◆ **Supplied material**:
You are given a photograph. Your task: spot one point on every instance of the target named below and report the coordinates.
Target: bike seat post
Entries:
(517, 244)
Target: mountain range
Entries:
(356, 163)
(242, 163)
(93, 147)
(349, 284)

◆ **Task brief**: The answer should be nothing more than the lines from the one with "Target: bike seat post" through the end of the entries, restated word for word.

◆ **Response area**:
Target: bike seat post
Entries:
(517, 244)
Target: mountain range
Entries:
(356, 163)
(242, 163)
(93, 147)
(349, 284)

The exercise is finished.